=== Task instructions ===
Rewrite the lines from the one containing "column in this photo." through the end of the items, both included, as a Markdown table with the columns Row and Line. Put a row number in Row and the line in Line, and leave out any blank lines.

=== Entries ===
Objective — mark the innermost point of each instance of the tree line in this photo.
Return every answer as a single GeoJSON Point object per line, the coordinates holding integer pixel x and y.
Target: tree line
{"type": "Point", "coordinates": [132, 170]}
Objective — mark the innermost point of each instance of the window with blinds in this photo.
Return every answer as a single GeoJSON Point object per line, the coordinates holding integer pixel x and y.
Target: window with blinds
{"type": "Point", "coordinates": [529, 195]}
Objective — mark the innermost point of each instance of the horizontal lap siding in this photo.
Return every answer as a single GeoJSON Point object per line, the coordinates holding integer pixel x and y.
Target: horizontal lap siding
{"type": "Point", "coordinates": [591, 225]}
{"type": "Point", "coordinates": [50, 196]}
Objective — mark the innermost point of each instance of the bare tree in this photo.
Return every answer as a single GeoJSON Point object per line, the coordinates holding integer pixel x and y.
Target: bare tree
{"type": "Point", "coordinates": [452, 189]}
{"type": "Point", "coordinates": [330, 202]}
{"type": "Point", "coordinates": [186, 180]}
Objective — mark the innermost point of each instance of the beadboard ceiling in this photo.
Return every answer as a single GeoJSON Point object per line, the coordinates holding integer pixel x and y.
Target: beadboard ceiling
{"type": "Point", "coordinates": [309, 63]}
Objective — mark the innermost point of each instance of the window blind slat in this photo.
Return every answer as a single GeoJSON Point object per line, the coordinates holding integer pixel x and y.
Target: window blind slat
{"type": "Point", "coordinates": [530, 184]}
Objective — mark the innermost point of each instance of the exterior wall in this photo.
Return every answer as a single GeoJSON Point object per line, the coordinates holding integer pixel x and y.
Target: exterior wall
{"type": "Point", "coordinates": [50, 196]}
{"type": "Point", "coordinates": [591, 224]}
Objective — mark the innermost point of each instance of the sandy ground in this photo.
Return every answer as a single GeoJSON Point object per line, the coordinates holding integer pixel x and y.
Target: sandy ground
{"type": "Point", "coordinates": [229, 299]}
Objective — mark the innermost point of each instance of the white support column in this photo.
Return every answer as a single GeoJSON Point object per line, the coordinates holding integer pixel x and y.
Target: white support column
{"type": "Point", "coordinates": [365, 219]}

=== Solution below ===
| Row | Line |
|---|---|
| 1 | Objective — mark the innermost point of each instance of the white support column in this photo. |
| 2 | Return every answer as a single GeoJSON Point object per line, the coordinates holding integer pixel x and y. |
| 3 | Target: white support column |
| 4 | {"type": "Point", "coordinates": [365, 219]} |